EXTRACTED INFORMATION:

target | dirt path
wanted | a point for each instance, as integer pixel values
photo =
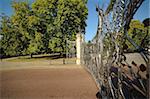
(47, 83)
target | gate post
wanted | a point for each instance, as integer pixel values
(79, 40)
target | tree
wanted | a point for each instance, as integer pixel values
(60, 20)
(138, 34)
(45, 26)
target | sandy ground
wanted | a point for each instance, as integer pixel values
(47, 83)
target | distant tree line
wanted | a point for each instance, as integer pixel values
(41, 27)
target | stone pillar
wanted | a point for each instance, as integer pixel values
(79, 40)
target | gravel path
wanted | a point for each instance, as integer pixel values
(47, 83)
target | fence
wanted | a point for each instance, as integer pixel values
(116, 72)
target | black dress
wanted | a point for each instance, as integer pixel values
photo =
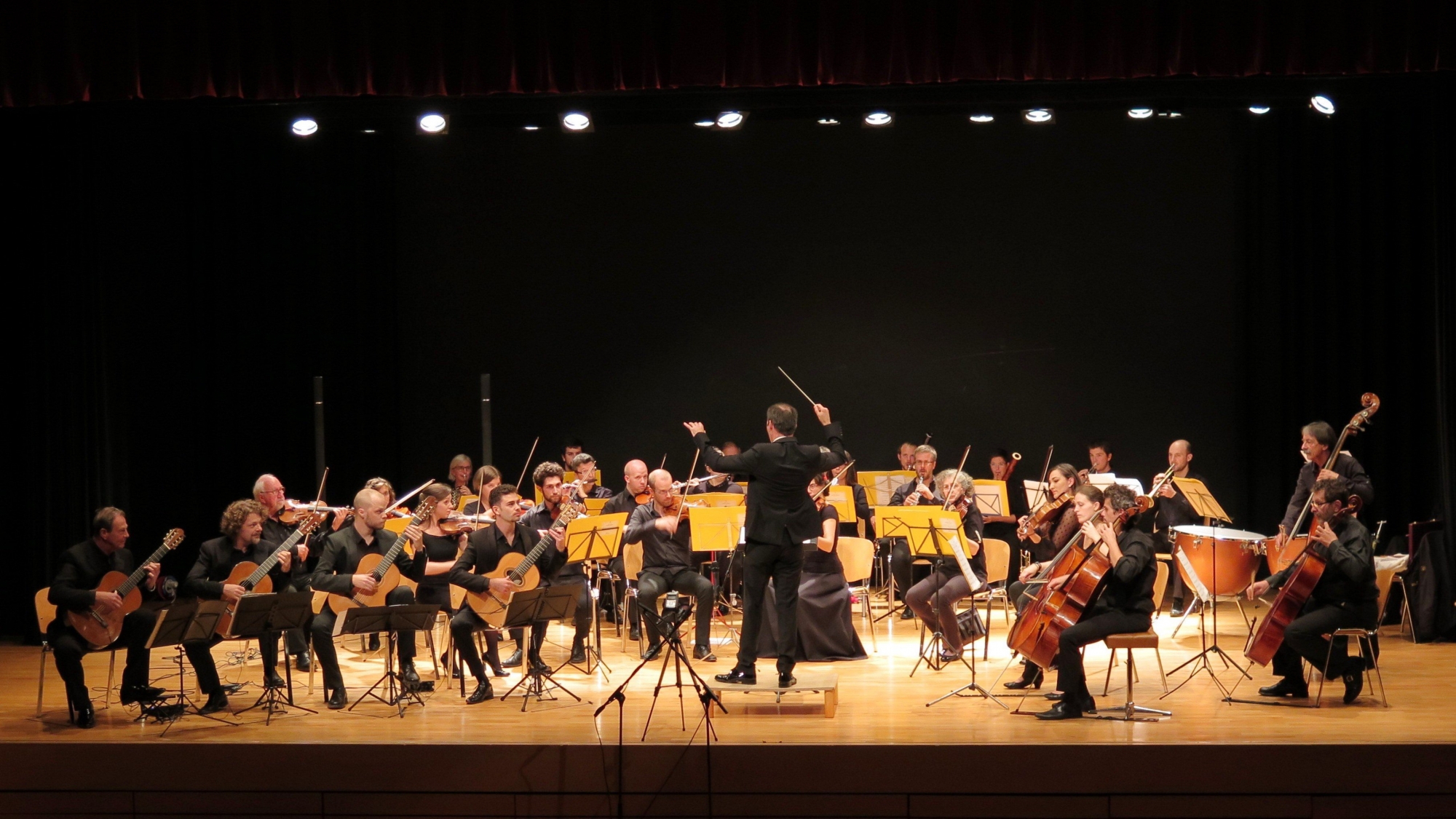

JOB: Render all of the material above as a numbered list of its lines, skipping any blank lines and omitting the pictures.

OUTPUT OF THE TASK:
1. target | dirt path
2. wanted | a point for each instance, as integer pixel values
3. photo =
4. (47, 83)
5. target | gate post
6. wanted | a point for each instance, as integer pixel values
7. (79, 40)
8. target | tree
9. wanted | a point for each instance, as integer pixel values
10. (60, 20)
11. (138, 34)
12. (45, 26)
13. target | sandy ground
14. wanted | a point for each instance, as integer pixel values
15. (47, 83)
16. target | distant tree line
17. wanted | a point for each instance, as integer pixel values
18. (41, 27)
19. target | stone pillar
20. wanted | a point for each instance, as integer pixel values
21. (79, 40)
22. target | gravel path
23. wanted | a point for each instance, as integer pixel values
24. (47, 83)
25. target | fence
26. wanted | a point for each instance, as integer pixel values
27. (116, 72)
28. target | black dress
29. wanted | a point for each instance, as integer pixel values
30. photo =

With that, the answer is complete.